◆ **Your instructions**:
Could you print every record below exactly as it appears?

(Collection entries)
┄┄┄┄┄┄┄┄┄┄

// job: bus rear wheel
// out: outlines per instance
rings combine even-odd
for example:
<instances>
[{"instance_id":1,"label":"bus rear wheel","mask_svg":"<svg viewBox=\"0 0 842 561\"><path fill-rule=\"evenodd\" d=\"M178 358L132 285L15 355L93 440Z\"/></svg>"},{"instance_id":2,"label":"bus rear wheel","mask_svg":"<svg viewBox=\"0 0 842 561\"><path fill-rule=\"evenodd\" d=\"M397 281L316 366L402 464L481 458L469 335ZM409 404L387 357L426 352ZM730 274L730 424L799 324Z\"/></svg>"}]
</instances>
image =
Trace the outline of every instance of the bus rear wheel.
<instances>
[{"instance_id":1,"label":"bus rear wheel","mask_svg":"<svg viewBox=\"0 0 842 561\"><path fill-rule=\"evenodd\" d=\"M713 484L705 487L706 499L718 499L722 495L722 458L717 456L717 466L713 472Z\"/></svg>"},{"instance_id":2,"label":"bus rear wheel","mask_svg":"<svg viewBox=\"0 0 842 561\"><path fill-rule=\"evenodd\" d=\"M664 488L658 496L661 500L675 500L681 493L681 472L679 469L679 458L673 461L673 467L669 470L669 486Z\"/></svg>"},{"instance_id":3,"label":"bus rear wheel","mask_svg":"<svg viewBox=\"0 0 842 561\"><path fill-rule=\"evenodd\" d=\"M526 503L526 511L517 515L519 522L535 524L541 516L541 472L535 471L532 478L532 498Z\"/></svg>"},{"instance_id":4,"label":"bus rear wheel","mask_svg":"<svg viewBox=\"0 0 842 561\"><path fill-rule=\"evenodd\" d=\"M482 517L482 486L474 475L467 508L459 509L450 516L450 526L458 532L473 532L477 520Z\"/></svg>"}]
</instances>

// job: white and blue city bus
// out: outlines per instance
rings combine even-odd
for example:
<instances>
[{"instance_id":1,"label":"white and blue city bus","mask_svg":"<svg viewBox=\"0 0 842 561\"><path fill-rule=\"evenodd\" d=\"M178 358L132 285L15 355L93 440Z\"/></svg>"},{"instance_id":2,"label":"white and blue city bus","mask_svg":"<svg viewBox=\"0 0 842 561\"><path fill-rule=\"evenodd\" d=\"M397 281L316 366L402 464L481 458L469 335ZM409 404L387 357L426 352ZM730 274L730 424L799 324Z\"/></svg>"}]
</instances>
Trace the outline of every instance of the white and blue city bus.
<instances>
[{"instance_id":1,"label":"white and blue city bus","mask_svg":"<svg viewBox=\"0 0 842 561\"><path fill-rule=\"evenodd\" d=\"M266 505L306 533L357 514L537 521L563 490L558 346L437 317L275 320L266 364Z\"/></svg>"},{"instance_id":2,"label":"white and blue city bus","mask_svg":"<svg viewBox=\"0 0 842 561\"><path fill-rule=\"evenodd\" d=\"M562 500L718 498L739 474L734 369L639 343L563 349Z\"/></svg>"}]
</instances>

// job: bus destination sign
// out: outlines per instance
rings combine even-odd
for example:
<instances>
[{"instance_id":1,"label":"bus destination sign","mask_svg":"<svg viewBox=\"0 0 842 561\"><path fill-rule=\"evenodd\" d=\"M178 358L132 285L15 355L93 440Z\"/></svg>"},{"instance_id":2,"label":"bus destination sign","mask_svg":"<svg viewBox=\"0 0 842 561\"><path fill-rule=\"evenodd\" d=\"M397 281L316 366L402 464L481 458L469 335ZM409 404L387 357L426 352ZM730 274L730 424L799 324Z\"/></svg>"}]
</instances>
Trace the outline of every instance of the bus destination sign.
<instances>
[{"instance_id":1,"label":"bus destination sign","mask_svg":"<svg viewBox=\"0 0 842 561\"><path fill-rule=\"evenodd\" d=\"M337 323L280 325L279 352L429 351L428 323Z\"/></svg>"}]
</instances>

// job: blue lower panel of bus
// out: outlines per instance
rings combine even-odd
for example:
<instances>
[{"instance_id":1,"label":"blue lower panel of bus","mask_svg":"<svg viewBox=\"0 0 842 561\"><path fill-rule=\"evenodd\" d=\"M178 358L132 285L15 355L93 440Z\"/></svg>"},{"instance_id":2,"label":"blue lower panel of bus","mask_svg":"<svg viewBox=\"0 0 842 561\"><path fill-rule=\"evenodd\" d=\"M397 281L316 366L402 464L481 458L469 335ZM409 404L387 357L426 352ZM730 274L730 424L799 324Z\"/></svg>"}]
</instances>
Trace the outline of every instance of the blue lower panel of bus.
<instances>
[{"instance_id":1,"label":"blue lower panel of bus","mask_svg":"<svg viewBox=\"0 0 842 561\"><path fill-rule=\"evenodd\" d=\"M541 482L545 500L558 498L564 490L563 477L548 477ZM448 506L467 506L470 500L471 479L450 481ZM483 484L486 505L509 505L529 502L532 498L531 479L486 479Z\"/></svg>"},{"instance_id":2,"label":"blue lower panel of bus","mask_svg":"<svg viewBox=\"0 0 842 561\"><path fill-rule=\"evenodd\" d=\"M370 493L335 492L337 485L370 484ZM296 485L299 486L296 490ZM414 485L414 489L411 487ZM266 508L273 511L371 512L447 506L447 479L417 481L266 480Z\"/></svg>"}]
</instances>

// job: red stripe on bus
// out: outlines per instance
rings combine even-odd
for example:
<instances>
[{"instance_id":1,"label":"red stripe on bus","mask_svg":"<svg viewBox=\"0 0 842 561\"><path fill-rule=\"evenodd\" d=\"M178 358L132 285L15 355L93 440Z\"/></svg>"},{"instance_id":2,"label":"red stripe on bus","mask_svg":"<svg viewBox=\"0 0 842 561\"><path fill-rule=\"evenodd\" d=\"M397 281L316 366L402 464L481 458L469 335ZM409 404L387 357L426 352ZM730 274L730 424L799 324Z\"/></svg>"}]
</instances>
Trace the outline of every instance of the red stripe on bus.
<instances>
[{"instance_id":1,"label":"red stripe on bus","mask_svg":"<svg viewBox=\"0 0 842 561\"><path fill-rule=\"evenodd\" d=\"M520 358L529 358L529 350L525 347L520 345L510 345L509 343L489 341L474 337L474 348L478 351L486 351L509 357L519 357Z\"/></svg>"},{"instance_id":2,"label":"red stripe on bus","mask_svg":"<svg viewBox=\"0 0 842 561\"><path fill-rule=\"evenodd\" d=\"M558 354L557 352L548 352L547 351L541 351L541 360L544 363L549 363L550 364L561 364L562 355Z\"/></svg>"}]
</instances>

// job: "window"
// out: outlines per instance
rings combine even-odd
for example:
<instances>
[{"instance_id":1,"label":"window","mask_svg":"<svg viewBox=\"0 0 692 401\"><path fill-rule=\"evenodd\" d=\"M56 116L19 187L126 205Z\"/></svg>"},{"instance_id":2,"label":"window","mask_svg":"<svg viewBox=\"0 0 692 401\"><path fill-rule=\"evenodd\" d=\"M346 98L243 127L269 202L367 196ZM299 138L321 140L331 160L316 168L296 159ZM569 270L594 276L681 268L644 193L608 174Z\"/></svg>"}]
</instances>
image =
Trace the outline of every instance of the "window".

┄┄┄┄┄┄┄┄┄┄

◆ **Final result**:
// job: bus rear wheel
// out: outlines per instance
rings combine even-odd
for example:
<instances>
[{"instance_id":1,"label":"bus rear wheel","mask_svg":"<svg viewBox=\"0 0 842 561\"><path fill-rule=\"evenodd\" d=\"M178 358L132 285L15 355L93 440Z\"/></svg>"},{"instance_id":2,"label":"bus rear wheel","mask_svg":"<svg viewBox=\"0 0 842 561\"><path fill-rule=\"evenodd\" d=\"M397 281L316 366L402 464L481 458L469 335ZM409 404L387 357L426 352ZM730 274L730 424L799 324Z\"/></svg>"}]
</instances>
image =
Trace the outline of every instance of the bus rear wheel.
<instances>
[{"instance_id":1,"label":"bus rear wheel","mask_svg":"<svg viewBox=\"0 0 842 561\"><path fill-rule=\"evenodd\" d=\"M713 484L705 487L706 499L718 499L722 495L722 458L717 456L717 466L713 472Z\"/></svg>"},{"instance_id":2,"label":"bus rear wheel","mask_svg":"<svg viewBox=\"0 0 842 561\"><path fill-rule=\"evenodd\" d=\"M664 488L658 496L661 500L675 500L681 493L681 472L679 469L679 458L673 461L673 467L669 470L669 486Z\"/></svg>"},{"instance_id":3,"label":"bus rear wheel","mask_svg":"<svg viewBox=\"0 0 842 561\"><path fill-rule=\"evenodd\" d=\"M526 503L526 511L517 515L519 522L535 524L541 516L541 472L535 471L532 478L532 498Z\"/></svg>"},{"instance_id":4,"label":"bus rear wheel","mask_svg":"<svg viewBox=\"0 0 842 561\"><path fill-rule=\"evenodd\" d=\"M482 517L482 486L474 475L467 508L459 509L450 516L450 526L458 532L473 532L477 520Z\"/></svg>"}]
</instances>

// job: white and blue city bus
// out: outlines per instance
rings combine even-odd
for example:
<instances>
[{"instance_id":1,"label":"white and blue city bus","mask_svg":"<svg viewBox=\"0 0 842 561\"><path fill-rule=\"evenodd\" d=\"M178 358L132 285L15 355L93 440Z\"/></svg>"},{"instance_id":2,"label":"white and blue city bus","mask_svg":"<svg viewBox=\"0 0 842 561\"><path fill-rule=\"evenodd\" d=\"M397 281L316 366L402 464L481 458L469 335ZM409 404L387 357L426 352ZM730 274L730 424L799 324Z\"/></svg>"}]
</instances>
Trace the outline of every instance of the white and blue city bus.
<instances>
[{"instance_id":1,"label":"white and blue city bus","mask_svg":"<svg viewBox=\"0 0 842 561\"><path fill-rule=\"evenodd\" d=\"M266 505L306 533L357 514L537 521L563 490L558 346L437 317L275 320L266 364Z\"/></svg>"},{"instance_id":2,"label":"white and blue city bus","mask_svg":"<svg viewBox=\"0 0 842 561\"><path fill-rule=\"evenodd\" d=\"M562 500L718 498L739 474L734 369L639 343L563 349Z\"/></svg>"}]
</instances>

// job: bus destination sign
// out: outlines per instance
rings combine even-odd
for example:
<instances>
[{"instance_id":1,"label":"bus destination sign","mask_svg":"<svg viewBox=\"0 0 842 561\"><path fill-rule=\"evenodd\" d=\"M178 358L132 285L15 355L93 440Z\"/></svg>"},{"instance_id":2,"label":"bus destination sign","mask_svg":"<svg viewBox=\"0 0 842 561\"><path fill-rule=\"evenodd\" d=\"M397 281L316 366L402 464L481 458L469 335ZM409 404L387 357L426 352ZM730 274L730 424L799 324Z\"/></svg>"}]
</instances>
Trace the outline of every instance of the bus destination sign.
<instances>
[{"instance_id":1,"label":"bus destination sign","mask_svg":"<svg viewBox=\"0 0 842 561\"><path fill-rule=\"evenodd\" d=\"M337 323L280 325L279 352L429 351L428 323Z\"/></svg>"}]
</instances>

// job: blue lower panel of bus
// out: outlines per instance
rings combine even-odd
for example:
<instances>
[{"instance_id":1,"label":"blue lower panel of bus","mask_svg":"<svg viewBox=\"0 0 842 561\"><path fill-rule=\"evenodd\" d=\"M178 358L132 285L15 355L93 440Z\"/></svg>"},{"instance_id":2,"label":"blue lower panel of bus","mask_svg":"<svg viewBox=\"0 0 842 561\"><path fill-rule=\"evenodd\" d=\"M397 281L316 366L402 464L481 458L469 335ZM409 404L387 357L426 352ZM730 274L730 424L799 324Z\"/></svg>"}]
</instances>
Trace the outline of every instance of the blue lower panel of bus.
<instances>
[{"instance_id":1,"label":"blue lower panel of bus","mask_svg":"<svg viewBox=\"0 0 842 561\"><path fill-rule=\"evenodd\" d=\"M541 482L545 500L558 498L564 490L563 477L548 477ZM448 506L467 506L470 500L471 479L450 481ZM483 484L486 505L509 505L529 502L532 498L531 479L486 479Z\"/></svg>"},{"instance_id":2,"label":"blue lower panel of bus","mask_svg":"<svg viewBox=\"0 0 842 561\"><path fill-rule=\"evenodd\" d=\"M370 493L335 492L337 485L370 484ZM296 485L299 486L296 490ZM414 485L414 489L411 487ZM266 508L273 511L371 512L447 506L447 479L417 481L266 480Z\"/></svg>"}]
</instances>

// job: red stripe on bus
// out: outlines per instance
rings combine even-odd
for example:
<instances>
[{"instance_id":1,"label":"red stripe on bus","mask_svg":"<svg viewBox=\"0 0 842 561\"><path fill-rule=\"evenodd\" d=\"M178 358L132 285L15 355L93 440Z\"/></svg>"},{"instance_id":2,"label":"red stripe on bus","mask_svg":"<svg viewBox=\"0 0 842 561\"><path fill-rule=\"evenodd\" d=\"M397 281L316 366L402 464L481 458L469 335ZM409 404L387 357L426 352ZM730 274L730 424L799 324Z\"/></svg>"}]
</instances>
Trace the outline of every instance of the red stripe on bus.
<instances>
[{"instance_id":1,"label":"red stripe on bus","mask_svg":"<svg viewBox=\"0 0 842 561\"><path fill-rule=\"evenodd\" d=\"M520 358L529 358L529 350L525 347L520 345L510 345L509 343L489 341L474 337L474 348L478 351L486 351L509 357L519 357Z\"/></svg>"},{"instance_id":2,"label":"red stripe on bus","mask_svg":"<svg viewBox=\"0 0 842 561\"><path fill-rule=\"evenodd\" d=\"M558 354L557 352L548 352L547 351L541 351L541 360L544 363L549 363L550 364L561 364L562 355Z\"/></svg>"}]
</instances>

// job: "window"
// out: outlines per instance
rings combine even-odd
for example:
<instances>
[{"instance_id":1,"label":"window","mask_svg":"<svg viewBox=\"0 0 692 401\"><path fill-rule=\"evenodd\" d=\"M56 116L19 187L126 205Z\"/></svg>"},{"instance_id":2,"label":"window","mask_svg":"<svg viewBox=\"0 0 692 401\"><path fill-rule=\"evenodd\" d=\"M346 98L243 127L269 202L367 196ZM299 138L321 140L331 160L316 168L296 159ZM569 270L594 276L681 268L644 193L608 174Z\"/></svg>"}]
</instances>
image =
Trace the outline of every instance of the "window".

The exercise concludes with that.